RECORDS SUPPLIED:

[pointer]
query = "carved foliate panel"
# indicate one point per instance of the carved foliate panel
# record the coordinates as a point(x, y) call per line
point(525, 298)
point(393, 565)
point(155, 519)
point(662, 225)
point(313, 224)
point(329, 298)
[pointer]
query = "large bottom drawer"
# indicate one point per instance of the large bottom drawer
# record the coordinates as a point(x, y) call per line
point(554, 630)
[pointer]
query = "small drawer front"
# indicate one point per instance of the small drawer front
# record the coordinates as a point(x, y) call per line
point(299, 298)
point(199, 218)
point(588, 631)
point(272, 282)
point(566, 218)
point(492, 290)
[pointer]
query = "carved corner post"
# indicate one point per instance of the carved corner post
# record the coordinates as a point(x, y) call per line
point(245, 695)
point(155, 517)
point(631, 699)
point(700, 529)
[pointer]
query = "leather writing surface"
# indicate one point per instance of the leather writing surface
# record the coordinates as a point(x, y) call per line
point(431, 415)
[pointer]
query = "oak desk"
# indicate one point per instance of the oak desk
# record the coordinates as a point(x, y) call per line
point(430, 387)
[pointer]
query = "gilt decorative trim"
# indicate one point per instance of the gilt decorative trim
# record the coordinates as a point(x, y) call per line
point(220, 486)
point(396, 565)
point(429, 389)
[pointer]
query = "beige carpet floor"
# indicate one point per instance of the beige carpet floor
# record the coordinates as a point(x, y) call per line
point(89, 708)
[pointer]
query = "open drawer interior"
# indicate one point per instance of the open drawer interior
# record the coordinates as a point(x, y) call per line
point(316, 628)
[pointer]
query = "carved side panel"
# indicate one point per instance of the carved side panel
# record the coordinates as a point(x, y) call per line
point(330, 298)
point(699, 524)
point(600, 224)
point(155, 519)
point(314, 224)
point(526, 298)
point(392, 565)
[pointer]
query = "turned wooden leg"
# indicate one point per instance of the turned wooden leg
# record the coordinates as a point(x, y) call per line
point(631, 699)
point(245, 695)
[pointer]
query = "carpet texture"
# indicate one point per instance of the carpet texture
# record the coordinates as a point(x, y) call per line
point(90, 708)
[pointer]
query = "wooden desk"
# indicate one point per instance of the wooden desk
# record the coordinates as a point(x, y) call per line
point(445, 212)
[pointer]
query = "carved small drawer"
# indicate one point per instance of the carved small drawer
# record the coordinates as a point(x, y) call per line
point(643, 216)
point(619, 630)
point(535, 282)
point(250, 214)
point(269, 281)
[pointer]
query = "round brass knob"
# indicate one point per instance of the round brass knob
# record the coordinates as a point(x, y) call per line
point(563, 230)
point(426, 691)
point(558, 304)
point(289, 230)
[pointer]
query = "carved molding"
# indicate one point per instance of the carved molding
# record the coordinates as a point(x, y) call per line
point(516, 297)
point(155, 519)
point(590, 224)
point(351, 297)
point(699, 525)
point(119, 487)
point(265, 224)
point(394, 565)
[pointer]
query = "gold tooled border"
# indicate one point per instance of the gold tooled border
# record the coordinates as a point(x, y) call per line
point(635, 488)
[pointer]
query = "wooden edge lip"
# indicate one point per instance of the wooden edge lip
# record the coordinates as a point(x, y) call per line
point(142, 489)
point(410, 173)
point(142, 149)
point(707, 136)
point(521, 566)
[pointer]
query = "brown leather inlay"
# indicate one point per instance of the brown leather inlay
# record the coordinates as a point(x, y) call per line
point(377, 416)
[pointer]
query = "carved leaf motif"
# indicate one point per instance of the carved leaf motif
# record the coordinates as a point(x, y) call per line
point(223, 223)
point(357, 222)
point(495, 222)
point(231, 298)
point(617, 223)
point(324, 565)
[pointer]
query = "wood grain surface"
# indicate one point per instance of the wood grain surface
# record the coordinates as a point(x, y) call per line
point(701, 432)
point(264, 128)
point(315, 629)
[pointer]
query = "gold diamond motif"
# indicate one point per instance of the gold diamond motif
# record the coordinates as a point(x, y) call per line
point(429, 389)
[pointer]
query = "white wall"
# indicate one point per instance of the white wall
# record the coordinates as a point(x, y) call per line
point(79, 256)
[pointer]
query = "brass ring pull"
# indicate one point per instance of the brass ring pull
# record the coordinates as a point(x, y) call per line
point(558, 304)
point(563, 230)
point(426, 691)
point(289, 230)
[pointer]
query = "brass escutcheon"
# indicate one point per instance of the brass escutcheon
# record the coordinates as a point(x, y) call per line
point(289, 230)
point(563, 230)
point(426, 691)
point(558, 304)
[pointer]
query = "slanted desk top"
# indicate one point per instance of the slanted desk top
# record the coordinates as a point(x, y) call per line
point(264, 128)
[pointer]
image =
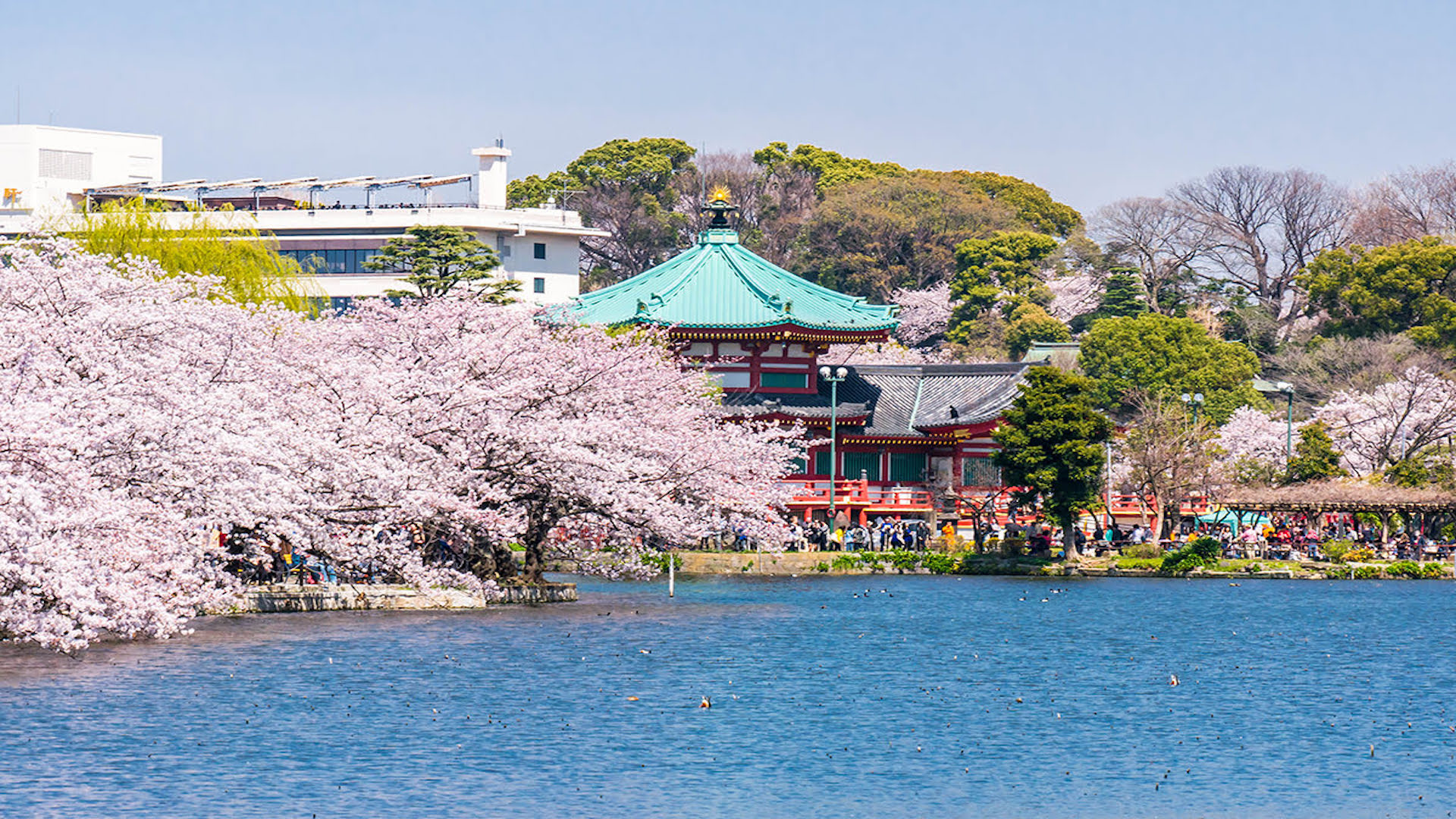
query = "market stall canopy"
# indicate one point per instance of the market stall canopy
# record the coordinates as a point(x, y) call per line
point(1340, 496)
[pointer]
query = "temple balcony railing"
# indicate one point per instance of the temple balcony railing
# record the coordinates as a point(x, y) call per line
point(899, 497)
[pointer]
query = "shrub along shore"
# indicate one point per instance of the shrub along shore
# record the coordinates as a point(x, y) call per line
point(1183, 563)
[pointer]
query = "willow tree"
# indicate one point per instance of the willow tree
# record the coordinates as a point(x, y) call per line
point(221, 243)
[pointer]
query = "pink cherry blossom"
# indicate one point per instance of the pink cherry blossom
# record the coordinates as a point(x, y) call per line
point(139, 411)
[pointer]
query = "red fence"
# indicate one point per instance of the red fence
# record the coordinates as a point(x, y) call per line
point(862, 496)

WHAT YOU WILL DO: Lines above that contain the string "floor" make up the answer.

EXERCISE RESULT:
query = "beige carpet floor"
# indicate one point per instance of the beige carpet floor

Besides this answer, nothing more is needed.